:: Texte fourni

L’Acupuncture-Moxibustion en France et en Europe

(par Alexandre Levaï, acupuncteur traditionnel.)

La médecine traditionnelle chinoise est une médecine à part entière, complètement différente de la médecine occidentale, qui fait appel à des principes qui lui sont propres. Elle ne fait pas partie du cursus normal de médecine occidentale et ne peut donc être considérée comme une spécialité de la médecine moderne. Un diplôme de médecine occidentale ne peut en aucun cas garantir la qualité de cette pratique médicale ; c’est pourquoi en Europe des pays comme l’Allemagne, la Norvège, la Finlande, la Suisse etc., tolèrent son exercice à côté de la médecine conventionnelle.

::::

* _Questions d'étude_:
(1) Répondez à ces questions sur le texte sur l'acupuncture.
(a) Quelle profession le texte attribue-t-il à Alexandre Levaï ?
(b) La médecine traditionnelle chinoise fait-elle partie du cursus normal de médecine occidentale ?
(c) Quels pays européens le texte nomme-t-il comme tolérant son exercice à côté de la médecine conventionnelle ?
(2) Citez à l'identique le passage du texte sur l'acupuncture qui va de « (par Alexandre Levaï, acupuncteur » jusqu'à « la médecine conventionnelle. ».
(3) Traduisez en anglais cette phrase du texte sur l'acupuncture : « Elle ne fait pas partie du cursus normal de médecine occidentale et ne peut donc être considérée comme une spécialité de la médecine moderne. »
Appuyez-vous uniquement sur le texte pour répondre.

:: Données fournies

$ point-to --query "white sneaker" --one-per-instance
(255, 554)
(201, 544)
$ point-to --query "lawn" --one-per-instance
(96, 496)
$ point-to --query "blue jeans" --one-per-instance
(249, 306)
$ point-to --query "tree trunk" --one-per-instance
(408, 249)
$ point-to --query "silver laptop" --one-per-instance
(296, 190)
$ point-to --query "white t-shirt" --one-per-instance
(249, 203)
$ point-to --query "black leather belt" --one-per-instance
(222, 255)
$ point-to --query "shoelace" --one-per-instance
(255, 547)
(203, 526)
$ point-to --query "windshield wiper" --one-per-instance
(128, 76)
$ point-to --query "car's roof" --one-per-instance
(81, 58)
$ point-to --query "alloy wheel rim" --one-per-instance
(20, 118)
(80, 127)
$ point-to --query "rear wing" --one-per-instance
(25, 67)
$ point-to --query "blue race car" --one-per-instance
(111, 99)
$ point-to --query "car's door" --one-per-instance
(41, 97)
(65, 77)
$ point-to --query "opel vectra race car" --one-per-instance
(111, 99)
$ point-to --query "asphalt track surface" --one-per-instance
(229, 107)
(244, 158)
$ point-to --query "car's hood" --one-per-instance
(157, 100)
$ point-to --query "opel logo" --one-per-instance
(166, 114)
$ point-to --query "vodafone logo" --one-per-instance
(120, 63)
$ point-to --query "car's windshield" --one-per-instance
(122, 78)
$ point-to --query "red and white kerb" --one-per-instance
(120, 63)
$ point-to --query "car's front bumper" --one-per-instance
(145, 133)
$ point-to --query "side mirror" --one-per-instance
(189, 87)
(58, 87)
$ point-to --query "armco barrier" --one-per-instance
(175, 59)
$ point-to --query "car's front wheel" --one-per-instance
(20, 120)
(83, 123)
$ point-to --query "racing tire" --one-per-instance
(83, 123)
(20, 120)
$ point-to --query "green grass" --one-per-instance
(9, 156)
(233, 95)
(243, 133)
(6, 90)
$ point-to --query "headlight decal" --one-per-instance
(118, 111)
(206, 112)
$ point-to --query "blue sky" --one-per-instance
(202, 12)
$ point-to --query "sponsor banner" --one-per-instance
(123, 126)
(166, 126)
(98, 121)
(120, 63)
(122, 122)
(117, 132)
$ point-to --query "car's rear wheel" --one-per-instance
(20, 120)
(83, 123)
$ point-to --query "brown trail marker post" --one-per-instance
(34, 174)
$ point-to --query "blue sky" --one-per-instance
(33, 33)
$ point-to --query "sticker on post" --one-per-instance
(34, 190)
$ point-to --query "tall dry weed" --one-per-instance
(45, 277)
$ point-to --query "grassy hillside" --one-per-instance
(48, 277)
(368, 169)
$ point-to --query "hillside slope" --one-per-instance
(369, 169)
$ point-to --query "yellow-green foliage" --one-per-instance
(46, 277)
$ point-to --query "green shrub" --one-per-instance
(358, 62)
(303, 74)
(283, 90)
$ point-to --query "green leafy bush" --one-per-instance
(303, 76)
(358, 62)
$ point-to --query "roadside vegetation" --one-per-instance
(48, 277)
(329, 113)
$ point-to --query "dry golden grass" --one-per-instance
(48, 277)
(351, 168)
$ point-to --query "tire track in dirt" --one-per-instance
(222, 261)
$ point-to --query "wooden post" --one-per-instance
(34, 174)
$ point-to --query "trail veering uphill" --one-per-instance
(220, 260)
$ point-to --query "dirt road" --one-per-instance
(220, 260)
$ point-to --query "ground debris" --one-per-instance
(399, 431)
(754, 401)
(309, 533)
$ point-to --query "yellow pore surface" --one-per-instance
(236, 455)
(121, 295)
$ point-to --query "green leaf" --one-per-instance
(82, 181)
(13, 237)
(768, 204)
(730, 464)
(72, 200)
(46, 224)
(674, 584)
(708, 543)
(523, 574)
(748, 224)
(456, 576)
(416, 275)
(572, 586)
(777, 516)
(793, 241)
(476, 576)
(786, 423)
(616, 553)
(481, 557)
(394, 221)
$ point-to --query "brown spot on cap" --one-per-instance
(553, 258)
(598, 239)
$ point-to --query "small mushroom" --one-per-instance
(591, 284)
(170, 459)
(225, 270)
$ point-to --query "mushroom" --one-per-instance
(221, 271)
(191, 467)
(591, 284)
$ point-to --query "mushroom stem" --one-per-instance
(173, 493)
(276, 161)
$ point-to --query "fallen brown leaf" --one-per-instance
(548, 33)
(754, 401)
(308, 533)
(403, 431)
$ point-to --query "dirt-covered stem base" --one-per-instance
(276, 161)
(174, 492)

::::

* _Réponses par tâche_:
(1)
(a) Acupuncteur traditionnel.
(b) Non.
(c) L'Allemagne, la Norvège, la Finlande et la Suisse.

(2)
(par Alexandre Levaï, acupuncteur traditionnel.)

La médecine traditionnelle chinoise est une médecine à part entière, complètement différente de la médecine occidentale, qui fait appel à des principes qui lui sont propres. Elle ne fait pas partie du cursus normal de médecine occidentale et ne peut donc être considérée comme une spécialité de la médecine moderne. Un diplôme de médecine occidentale ne peut en aucun cas garantir la qualité de cette pratique médicale ; c’est pourquoi en Europe des pays comme l’Allemagne, la Norvège, la Finlande, la Suisse etc., tolèrent son exercice à côté de la médecine conventionnelle.

(3) It is not part of the standard Western medical curriculum and therefore cannot be considered a specialty of modern medicine.